Exercise aim: Copy every record below exactly as written, but leave out the pictures.

[Region pointing data]
******

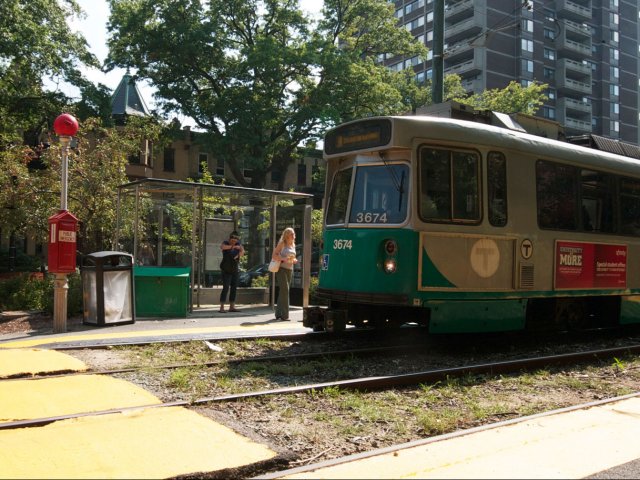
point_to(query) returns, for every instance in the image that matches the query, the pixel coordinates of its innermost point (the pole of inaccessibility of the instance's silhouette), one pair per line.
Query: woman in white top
(285, 251)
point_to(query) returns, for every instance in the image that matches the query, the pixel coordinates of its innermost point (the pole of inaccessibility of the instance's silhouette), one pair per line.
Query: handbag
(274, 266)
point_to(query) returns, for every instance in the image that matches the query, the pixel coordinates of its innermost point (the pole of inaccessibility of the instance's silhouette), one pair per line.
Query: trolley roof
(407, 129)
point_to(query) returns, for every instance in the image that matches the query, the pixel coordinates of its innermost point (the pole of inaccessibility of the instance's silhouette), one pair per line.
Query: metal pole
(61, 283)
(274, 242)
(438, 52)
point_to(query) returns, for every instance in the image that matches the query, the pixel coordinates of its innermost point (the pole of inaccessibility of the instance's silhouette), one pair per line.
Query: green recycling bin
(162, 291)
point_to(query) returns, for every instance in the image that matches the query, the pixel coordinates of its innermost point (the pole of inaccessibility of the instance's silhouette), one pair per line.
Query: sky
(94, 29)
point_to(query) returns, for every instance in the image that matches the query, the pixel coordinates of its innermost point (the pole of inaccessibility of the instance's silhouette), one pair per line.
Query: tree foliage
(96, 167)
(259, 76)
(36, 43)
(514, 98)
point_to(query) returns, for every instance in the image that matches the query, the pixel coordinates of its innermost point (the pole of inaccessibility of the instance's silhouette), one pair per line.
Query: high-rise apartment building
(585, 50)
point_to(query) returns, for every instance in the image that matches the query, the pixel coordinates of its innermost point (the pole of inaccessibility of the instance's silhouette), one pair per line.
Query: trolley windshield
(378, 195)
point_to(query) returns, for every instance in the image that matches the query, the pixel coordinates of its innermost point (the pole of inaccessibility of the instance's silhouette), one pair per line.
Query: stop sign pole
(65, 126)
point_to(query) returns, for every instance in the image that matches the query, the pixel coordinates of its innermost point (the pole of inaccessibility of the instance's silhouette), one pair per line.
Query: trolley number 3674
(342, 244)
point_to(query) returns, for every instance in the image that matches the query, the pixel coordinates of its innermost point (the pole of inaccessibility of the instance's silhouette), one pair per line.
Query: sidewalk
(204, 321)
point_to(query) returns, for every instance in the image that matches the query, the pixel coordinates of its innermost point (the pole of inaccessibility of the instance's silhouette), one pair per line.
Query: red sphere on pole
(65, 125)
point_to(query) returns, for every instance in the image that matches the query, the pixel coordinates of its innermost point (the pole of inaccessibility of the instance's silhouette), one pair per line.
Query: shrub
(22, 262)
(27, 292)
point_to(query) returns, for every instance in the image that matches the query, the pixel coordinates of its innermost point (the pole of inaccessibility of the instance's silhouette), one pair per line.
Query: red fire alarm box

******

Expected output:
point_to(query) returns, for every instance in the image that matches the query, the pixel coordinates of its innermost point (the pole of inaccessibility of the instance's silhouette), one pair per line.
Query: woman in white top
(285, 251)
point_to(query) returns, for every instance in the image that matches the query, the pixel coordinates of its innermost point (the pole of inaccessibility of the instance's silhouette), one pair per line.
Query: handbag
(274, 266)
point_to(query) returns, for every instance in the image that matches the query, the pixel coordinates of its innermost point (the pole of inaccessibility of the instance's silhouette), one pair per line.
Query: trolley roof
(407, 129)
point_to(query) returns, for every instance in the image that matches the query, the pixel coordinates of its innermost point (the pole of inaccessibility of the instance's silhouette), one pair per line.
Query: metal pole
(61, 283)
(274, 242)
(438, 52)
point_to(query) returns, for every instance in the image that matches the query, the pixel coordinates of its innermost point (the pole of inaccessibility of the instance's silhouette), one pair per line.
Query: green recycling bin
(162, 291)
point_to(query) returns, for every instance in the image that matches the query, the pixel coordinates of its innermost point (the pole of inaccessibility of the instance's silhouette), one pair per line.
Query: sky
(94, 29)
point_to(query) returns, for every instance in the image that matches the query, the pixel coordinates of its innermost point (the pole of inaccessibility of the instance's silhouette), one pair per line.
Query: tree foliage
(96, 167)
(259, 76)
(36, 43)
(514, 98)
point_to(query) returns, for every instance in the image that matches the query, the pixel coordinates of its innermost point (the pole of inaccessibility of the instance's silhouette), one pair per line.
Query: high-rise apartment building
(585, 50)
point_to(query) returns, for every instance in the image that matches the query, the pixel coordinates of its innermost point (the pole of inaccessibility of the instance's silhouette), one pair per line.
Query: trolley windshield
(378, 195)
point_to(query) returns, for every instance in the image that matches the query, the pixel coordinates of its innermost point (the pole of inaccessibility of the instance's silhouette), one pair per line.
Query: stop sign pole
(65, 126)
point_to(query) returns, for every instance in the image that matches the query, the pixel coordinates of its innermost point (the pole of inaccessibility of the instance's silhouette), one pair per line.
Query: trolley number 3674
(342, 244)
point_to(query) returns, for every instance in the image that matches the query, the pixel coordinates of its innermost point (the pole of inaccessibility of the instance's silhouette), one pair per line.
Query: sidewalk
(204, 321)
point_to(query) returns, for every instance in the image that matches the query, the pixel coordinates of its innermost point (the pole of inaccessibility of the instance's silhouette), one pair per line.
Query: red sphere on pole
(65, 125)
point_to(query) returns, for every instance in the image that matches the query, the pixel coordinates of its innermost point (the pole of inaccessibility of the instance's silhouette), one pair per line.
Query: shrub
(22, 262)
(27, 292)
point_to(query) returns, for every instance in the image that matches the query, the pixel coordinates of its innermost point (the pole of inaccessibility of the instance's silhouette), one pair per line.
Query: red fire alarm box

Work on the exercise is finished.